### WORK TO COMPLETE
A - In the text on type 1 diabetes prevention, by how much do insulin gene sequence variations increase the risk of T1D?
B - Print the portion of the text on type 1 diabetes prevention that opens with the words containing "Introduction: The successful" and closes with "delayed or avoided.".
C - Proceed with the text on type 1 diabetes prevention, continuing from the point at which it stops.

### TEXT SEGMENT
━━━━━━

Introduction: The successful prevention of type 1 diabetes (T1D) is a major clinical goal. The pathogenesis is multifactorial, with genetic and environmental influences that lead to a break in immune tolerance toward pancreatic beta cells. Through a number of prospective cohort studies, it is now understood that the presence of two or more diabetes-associated autoantibodies is highly predictive of future T1D diagnosis. In addition to the genetic rationale (insulin gene sequence variations increasing T1D risk four fold), insulin autoantibodies, often appearing first within 9 months after birth, indicate that the loss of tolerance to insulin is an important step in the progression of T1D and therefore if prevented, T1D could be delayed or avoided.
Aim: As part of the Global Platform for the Prevention of Autoimmune Diabetes (GPPAD), the aim of POInT (Primary Oral Insulin Trial) is to conduct a T1D primary prevention, double-blind randomised controlled trial, aiming to induce tolerance towards insulin by administering oral insulin.

━━━━━━

### RECORDS SHOWN
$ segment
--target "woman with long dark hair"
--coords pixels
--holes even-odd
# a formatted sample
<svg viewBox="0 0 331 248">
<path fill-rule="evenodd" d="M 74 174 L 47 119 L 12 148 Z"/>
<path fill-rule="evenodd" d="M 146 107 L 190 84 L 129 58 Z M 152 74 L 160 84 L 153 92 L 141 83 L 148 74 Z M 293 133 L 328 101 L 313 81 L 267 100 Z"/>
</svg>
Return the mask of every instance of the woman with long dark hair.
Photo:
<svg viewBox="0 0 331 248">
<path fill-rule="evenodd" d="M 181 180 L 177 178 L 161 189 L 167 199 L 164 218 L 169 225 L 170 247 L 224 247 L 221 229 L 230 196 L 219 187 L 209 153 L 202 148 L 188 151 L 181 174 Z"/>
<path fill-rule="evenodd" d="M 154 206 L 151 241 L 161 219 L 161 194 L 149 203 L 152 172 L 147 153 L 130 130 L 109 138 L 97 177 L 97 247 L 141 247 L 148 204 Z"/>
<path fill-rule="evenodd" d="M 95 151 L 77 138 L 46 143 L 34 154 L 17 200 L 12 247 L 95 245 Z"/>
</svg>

━━━━━━

### ANSWERS TO THIS EXERCISE
A - They increase T1D risk four fold.

B -
Introduction: The successful prevention of type 1 diabetes (T1D) is a major clinical goal. The pathogenesis is multifactorial, with genetic and environmental influences that lead to a break in immune tolerance toward pancreatic beta cells. Through a number of prospective cohort studies, it is now understood that the presence of two or more diabetes-associated autoantibodies is highly predictive of future T1D diagnosis. In addition to the genetic rationale (insulin gene sequence variations increasing T1D risk four fold), insulin autoantibodies, often appearing first within 9 months after birth, indicate that the loss of tolerance to insulin is an important step in the progression of T1D and therefore if prevented, T1D could be delayed or avoided.

C -
Design: Through the INGR1D study (Investigating Genetic Risk for T1D) babies are genetically screened for a 1:10 chance of developing multiple autoantibodies (against a background risk of 1:250). Between 4 and 7 months of age, participants with an increased risk of T1D can enrol to POInT and are subsequently randomised 1:1 to receive either daily placebo or oral insulin until their 3rd birthday. Follow-ups are mostly at 6-monthly intervals thereafter, with a maximum 7-year follow-up. There are currently seven study centres across five European countries recruiting to INGR1D and POInT, with the aim to screen 300 000 newborns over 3.5 years, leading to randomisation of 1,040 children into the trial.
Analysis: At every visit, participants are tested for the presence of autoantibodies against insulin, GAD65, IA-2 and ZnT8. The primary outcome is the development of multiple autoantibodies or diabetes. Secondary outcomes include single autoantibodies or an abnormal glucose tolerance test. The POInT accrual objective of 1040 children provides 80% power to detect a 50% reduction in the incidence of beta-cell autoantibodies by age 6 years.
Accruals to date: Between October 2017 and June 2019, over 95 000 and 290 participants have enrolled to INGR1D and POInT respectively.